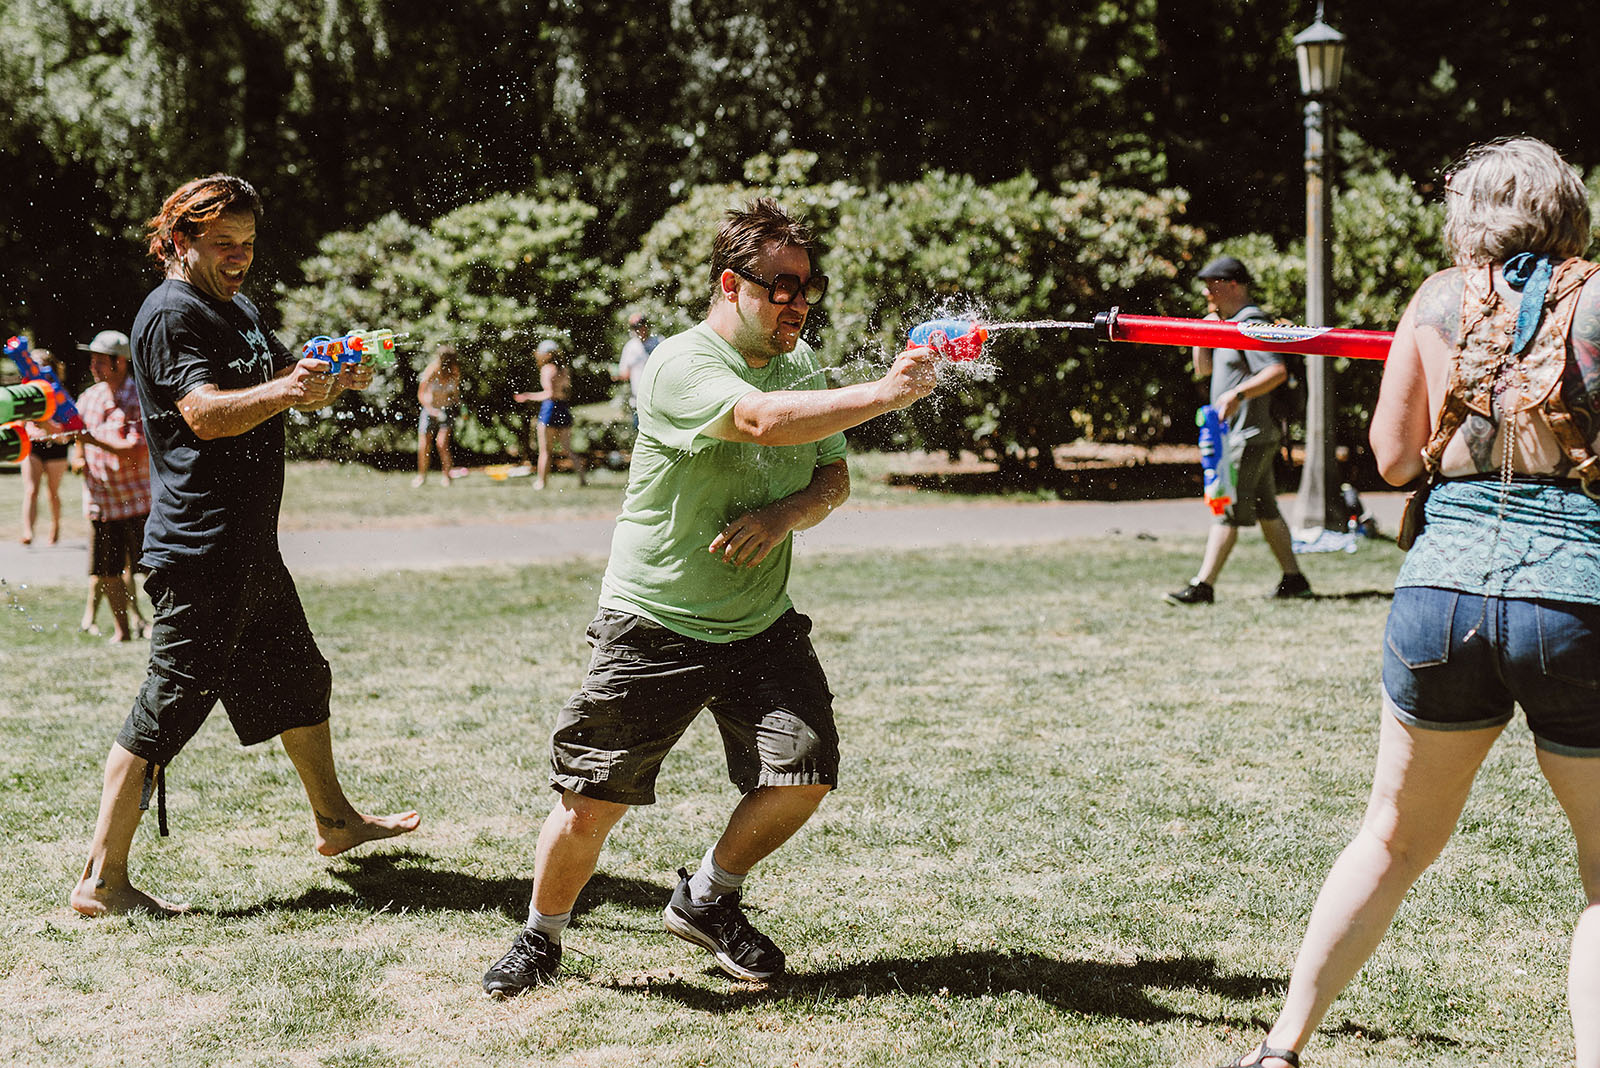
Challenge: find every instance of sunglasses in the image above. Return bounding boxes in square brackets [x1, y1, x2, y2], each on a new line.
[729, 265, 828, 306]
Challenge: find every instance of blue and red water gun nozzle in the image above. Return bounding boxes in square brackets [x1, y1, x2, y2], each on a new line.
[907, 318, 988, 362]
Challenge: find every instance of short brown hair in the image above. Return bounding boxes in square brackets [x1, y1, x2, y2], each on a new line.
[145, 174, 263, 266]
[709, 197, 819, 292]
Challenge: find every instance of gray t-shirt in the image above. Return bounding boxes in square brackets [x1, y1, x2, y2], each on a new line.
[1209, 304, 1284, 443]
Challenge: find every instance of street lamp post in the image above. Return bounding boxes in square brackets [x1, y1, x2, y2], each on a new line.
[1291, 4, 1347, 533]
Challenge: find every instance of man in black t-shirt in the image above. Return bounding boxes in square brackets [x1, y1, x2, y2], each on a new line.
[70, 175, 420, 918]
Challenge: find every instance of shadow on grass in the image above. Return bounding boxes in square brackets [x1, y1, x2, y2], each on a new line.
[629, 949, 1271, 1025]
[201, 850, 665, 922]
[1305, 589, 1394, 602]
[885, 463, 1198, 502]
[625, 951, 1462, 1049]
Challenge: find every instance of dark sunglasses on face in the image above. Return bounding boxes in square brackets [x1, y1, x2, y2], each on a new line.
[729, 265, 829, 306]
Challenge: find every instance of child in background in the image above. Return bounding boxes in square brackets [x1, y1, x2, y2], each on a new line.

------------------------------------

## What you will do
Starting at the line that holds "Challenge: find every instance of shadow", set down each line exactly through the last line of the records above, and no others.

## Solution to the problem
Challenge: find every instance of shadow on grass in the image above. Return bounding boxes in square brackets [x1, y1, x2, y2], each on a new line.
[629, 949, 1271, 1025]
[201, 850, 665, 922]
[1305, 589, 1394, 602]
[885, 463, 1198, 502]
[625, 951, 1462, 1049]
Challenge: find every instance of dark sunglasses on face in the image above. Return bounding boxes in square brackets [x1, y1, x2, y2], each on a new line.
[729, 265, 829, 306]
Challenge: find every instance of child in background in the image above. Return bounding boxes in square brackets [x1, y1, x2, y2], each on a new line.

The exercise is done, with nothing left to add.